[Opening AVAILABLE RECORDS section]

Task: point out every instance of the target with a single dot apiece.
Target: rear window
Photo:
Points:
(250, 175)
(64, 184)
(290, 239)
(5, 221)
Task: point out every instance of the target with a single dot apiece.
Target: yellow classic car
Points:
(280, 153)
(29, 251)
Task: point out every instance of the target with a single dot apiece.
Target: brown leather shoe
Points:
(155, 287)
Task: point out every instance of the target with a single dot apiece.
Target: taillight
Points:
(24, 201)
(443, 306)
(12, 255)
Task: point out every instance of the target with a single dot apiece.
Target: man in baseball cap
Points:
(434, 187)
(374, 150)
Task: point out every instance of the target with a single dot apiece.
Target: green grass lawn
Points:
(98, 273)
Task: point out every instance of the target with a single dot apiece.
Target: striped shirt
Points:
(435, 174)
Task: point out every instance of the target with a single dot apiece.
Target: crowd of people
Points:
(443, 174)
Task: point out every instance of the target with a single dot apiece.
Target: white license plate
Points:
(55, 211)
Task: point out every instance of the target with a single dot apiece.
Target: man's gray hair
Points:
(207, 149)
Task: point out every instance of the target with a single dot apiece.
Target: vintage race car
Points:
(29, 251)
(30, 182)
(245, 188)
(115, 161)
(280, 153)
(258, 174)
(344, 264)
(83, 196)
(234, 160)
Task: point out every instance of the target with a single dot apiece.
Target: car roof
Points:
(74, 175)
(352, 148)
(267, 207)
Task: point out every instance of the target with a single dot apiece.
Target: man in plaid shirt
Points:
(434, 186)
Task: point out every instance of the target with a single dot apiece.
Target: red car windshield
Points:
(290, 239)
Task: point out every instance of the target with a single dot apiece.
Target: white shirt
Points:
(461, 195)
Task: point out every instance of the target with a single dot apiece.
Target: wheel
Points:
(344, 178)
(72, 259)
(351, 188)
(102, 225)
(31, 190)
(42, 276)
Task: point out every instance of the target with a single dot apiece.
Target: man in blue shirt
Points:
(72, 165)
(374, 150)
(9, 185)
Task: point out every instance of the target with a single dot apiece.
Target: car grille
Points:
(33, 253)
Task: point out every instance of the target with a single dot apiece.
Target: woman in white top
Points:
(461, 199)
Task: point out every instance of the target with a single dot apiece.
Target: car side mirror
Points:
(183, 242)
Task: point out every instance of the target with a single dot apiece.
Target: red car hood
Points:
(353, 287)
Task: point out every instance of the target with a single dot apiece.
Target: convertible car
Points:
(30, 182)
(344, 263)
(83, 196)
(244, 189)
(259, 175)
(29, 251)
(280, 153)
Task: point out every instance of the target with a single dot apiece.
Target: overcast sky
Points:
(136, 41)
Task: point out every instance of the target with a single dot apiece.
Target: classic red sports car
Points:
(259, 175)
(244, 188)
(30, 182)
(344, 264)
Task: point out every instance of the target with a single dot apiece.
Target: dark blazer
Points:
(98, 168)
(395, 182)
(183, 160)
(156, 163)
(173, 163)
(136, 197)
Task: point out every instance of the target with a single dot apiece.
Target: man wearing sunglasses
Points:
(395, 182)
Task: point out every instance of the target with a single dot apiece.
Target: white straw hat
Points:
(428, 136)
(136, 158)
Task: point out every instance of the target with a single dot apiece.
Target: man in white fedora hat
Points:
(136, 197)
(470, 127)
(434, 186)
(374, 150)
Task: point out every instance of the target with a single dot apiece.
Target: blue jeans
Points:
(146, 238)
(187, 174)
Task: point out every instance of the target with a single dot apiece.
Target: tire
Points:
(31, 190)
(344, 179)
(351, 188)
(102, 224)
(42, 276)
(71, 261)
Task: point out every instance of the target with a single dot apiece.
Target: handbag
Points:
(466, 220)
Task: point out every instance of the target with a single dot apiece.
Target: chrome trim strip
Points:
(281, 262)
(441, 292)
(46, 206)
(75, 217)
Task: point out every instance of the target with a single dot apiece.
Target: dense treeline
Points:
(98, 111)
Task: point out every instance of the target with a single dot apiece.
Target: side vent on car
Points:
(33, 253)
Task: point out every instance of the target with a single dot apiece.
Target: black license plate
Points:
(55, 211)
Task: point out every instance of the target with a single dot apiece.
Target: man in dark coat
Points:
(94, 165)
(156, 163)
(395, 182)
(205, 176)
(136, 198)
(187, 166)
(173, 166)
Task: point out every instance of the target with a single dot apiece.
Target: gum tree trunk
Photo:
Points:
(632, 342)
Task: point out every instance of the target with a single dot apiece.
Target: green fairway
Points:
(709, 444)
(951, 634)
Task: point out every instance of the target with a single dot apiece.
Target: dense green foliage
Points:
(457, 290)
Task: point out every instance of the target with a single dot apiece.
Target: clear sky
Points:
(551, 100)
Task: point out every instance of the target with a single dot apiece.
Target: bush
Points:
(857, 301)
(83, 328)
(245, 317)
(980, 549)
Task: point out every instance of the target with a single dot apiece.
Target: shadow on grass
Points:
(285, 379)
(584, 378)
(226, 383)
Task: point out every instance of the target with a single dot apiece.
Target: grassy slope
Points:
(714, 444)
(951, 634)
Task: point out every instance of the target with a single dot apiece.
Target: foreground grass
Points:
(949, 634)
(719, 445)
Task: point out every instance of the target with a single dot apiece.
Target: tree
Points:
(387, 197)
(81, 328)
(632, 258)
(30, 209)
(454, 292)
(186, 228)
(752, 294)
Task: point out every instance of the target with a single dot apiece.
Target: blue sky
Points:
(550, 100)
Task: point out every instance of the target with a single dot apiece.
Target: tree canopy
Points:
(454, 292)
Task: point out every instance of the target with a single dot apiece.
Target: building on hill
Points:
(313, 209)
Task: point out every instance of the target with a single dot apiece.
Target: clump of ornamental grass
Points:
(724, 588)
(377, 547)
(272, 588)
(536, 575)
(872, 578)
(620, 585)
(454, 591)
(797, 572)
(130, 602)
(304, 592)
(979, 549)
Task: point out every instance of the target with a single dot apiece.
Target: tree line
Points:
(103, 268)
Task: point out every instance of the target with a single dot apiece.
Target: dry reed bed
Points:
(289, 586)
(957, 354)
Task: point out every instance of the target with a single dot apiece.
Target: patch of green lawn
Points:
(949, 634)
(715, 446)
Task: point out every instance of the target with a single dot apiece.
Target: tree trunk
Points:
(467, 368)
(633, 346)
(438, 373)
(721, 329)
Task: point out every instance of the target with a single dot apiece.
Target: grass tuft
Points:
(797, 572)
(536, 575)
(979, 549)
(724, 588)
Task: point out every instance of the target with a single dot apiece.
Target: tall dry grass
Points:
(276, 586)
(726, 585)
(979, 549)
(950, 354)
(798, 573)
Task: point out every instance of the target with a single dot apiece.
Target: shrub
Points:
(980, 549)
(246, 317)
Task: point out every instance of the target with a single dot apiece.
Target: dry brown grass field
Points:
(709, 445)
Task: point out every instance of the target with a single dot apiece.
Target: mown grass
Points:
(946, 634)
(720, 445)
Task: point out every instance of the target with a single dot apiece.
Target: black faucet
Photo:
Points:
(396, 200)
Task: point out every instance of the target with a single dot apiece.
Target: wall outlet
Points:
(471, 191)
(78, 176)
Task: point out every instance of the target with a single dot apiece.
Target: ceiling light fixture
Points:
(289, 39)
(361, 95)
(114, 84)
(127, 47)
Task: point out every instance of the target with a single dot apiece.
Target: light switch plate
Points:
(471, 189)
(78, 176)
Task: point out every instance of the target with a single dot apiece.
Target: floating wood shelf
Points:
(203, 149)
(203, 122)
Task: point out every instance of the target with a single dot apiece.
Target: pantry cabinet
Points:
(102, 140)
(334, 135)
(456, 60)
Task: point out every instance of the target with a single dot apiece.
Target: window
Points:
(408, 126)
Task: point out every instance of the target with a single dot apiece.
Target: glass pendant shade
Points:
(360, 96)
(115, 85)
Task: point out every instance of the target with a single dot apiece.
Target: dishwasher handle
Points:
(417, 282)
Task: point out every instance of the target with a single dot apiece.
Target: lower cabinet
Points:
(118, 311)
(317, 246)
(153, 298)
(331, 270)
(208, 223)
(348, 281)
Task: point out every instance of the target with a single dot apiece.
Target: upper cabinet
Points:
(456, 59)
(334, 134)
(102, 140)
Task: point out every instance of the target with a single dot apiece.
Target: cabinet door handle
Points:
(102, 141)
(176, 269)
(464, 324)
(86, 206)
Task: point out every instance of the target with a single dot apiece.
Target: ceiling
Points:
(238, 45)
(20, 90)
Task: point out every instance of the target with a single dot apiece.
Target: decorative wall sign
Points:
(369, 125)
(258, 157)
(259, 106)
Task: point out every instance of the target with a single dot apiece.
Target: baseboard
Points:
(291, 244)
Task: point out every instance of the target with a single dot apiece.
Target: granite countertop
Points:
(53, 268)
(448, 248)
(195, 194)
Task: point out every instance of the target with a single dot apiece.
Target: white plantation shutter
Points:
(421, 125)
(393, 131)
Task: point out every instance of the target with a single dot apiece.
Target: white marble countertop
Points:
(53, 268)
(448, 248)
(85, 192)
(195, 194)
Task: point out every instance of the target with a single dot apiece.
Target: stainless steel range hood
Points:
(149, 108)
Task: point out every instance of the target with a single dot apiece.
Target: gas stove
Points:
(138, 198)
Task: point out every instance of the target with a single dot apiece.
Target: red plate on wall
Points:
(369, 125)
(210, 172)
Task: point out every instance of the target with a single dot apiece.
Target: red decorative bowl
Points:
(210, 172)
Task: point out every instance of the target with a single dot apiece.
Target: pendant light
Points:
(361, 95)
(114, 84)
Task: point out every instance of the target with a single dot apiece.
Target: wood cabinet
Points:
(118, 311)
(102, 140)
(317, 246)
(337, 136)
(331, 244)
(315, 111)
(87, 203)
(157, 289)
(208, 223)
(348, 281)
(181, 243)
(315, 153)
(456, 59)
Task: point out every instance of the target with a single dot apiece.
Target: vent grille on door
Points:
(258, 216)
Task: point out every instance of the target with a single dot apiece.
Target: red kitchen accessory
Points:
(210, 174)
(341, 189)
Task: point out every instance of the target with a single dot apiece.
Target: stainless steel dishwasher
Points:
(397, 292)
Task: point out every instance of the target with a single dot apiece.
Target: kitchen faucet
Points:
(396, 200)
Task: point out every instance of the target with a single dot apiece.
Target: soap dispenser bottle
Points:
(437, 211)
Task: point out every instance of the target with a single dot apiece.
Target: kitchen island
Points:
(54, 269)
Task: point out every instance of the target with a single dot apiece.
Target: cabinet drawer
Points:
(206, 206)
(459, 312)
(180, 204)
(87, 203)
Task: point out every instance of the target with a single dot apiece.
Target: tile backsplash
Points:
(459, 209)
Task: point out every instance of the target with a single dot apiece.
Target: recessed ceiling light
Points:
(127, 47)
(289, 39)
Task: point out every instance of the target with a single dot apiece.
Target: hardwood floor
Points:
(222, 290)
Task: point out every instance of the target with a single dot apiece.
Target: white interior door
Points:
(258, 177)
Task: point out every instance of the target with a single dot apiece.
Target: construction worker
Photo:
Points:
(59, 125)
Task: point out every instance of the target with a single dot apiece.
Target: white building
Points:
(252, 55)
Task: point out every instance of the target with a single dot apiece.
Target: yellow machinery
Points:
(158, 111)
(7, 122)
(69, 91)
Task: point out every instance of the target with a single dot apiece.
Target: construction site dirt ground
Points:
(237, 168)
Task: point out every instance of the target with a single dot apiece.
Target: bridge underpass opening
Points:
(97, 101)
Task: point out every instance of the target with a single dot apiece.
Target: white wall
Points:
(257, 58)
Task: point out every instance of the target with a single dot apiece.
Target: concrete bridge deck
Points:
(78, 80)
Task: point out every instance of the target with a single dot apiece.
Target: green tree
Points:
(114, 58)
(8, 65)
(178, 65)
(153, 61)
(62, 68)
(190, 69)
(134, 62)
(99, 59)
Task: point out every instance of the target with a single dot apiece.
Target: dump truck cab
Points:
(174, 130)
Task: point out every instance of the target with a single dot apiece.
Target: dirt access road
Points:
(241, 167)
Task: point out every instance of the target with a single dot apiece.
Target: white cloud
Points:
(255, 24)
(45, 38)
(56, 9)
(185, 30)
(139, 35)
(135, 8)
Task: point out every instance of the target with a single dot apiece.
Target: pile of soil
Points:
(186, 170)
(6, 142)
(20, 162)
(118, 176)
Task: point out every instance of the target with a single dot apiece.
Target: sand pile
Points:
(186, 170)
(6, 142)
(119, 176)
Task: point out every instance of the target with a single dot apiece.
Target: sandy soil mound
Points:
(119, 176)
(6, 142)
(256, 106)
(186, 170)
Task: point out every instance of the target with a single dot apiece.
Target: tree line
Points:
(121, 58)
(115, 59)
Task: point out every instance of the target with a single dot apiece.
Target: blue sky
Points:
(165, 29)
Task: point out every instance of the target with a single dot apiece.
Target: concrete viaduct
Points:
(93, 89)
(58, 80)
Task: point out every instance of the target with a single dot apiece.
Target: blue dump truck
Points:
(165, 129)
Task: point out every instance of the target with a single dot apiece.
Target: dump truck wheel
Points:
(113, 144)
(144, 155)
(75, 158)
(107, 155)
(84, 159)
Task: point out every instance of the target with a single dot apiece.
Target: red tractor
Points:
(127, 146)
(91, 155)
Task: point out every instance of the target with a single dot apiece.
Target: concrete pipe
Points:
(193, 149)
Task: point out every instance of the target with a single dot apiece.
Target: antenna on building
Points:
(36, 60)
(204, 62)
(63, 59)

[Closing AVAILABLE RECORDS section]

→ EXERCISE
Go line by line through the data above and report each one that holds the string "decorative".

→ ANSWER FOR THE TASK
Target: decorative wall sign
Target: red decorative bowl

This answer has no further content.